## [Exercise prompt]
Extract, word for word, the stretch of the entries from the line containing "of the patio" through the end of the entries, and give nothing else.

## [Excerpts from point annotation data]
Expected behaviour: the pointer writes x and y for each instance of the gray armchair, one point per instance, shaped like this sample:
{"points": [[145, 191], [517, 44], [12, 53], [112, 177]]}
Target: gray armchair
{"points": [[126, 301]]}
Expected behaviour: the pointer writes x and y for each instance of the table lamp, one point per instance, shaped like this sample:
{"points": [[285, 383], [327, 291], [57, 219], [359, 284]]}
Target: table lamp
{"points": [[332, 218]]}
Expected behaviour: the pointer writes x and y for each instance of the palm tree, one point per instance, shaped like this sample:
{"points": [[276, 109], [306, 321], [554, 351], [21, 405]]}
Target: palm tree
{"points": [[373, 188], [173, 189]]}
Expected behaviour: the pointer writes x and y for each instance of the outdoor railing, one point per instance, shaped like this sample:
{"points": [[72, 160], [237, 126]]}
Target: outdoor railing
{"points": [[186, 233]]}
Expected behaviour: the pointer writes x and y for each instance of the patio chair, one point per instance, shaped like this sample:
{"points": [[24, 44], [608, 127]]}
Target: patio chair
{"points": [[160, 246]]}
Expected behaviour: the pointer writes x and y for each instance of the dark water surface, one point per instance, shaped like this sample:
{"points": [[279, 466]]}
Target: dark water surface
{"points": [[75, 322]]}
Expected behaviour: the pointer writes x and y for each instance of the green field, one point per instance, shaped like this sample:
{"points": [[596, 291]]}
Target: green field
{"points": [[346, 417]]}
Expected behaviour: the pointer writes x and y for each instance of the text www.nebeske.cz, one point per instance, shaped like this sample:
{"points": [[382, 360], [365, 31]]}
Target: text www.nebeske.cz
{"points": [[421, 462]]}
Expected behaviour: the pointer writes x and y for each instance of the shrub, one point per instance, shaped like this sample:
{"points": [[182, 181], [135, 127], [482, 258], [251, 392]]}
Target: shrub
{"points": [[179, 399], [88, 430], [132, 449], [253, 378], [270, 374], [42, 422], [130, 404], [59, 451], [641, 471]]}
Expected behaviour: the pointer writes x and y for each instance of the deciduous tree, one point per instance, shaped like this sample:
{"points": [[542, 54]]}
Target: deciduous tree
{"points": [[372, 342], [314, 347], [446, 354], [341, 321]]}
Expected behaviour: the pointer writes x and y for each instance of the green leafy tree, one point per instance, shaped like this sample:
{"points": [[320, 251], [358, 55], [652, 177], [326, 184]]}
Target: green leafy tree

## [Solution]
Expected behaviour: the pointer writes x and y for each instance of the patio chair, one point per instance, shaped like this sample:
{"points": [[24, 44], [608, 127]]}
Target: patio chair
{"points": [[160, 246]]}
Expected behaviour: the pointer writes x and y for each instance of the dark water surface, one point per instance, shaped like this sample:
{"points": [[279, 466]]}
Target: dark water surface
{"points": [[75, 322]]}
Expected behaviour: the pointer writes x and y for each instance of the green field, one point per instance, shaped like this sample:
{"points": [[596, 291]]}
Target: green field
{"points": [[346, 417]]}
Expected behaviour: the pointer writes x and y for each instance of the text www.nebeske.cz, one point per instance, shaped like this sample:
{"points": [[382, 360], [365, 31]]}
Target: text www.nebeske.cz
{"points": [[421, 462]]}
Expected behaviour: the pointer writes x and y for each instance of the shrub, one point per instance, shaped like this sample:
{"points": [[182, 181], [135, 127], [482, 258], [251, 392]]}
Target: shrub
{"points": [[179, 399], [88, 430], [132, 449], [253, 378], [270, 374], [42, 422], [130, 404], [59, 451], [641, 471]]}
Expected behaviour: the pointer writes x and y for each instance of the deciduous tree, one point per instance, shaped like this sample:
{"points": [[542, 54]]}
Target: deciduous tree
{"points": [[372, 342], [314, 347], [446, 354], [341, 321]]}
Expected behaviour: the pointer writes x and y for each instance of the green leafy tree, one point per instance, shaped like this sample:
{"points": [[320, 251], [358, 55], [652, 177], [326, 184]]}
Target: green leafy tree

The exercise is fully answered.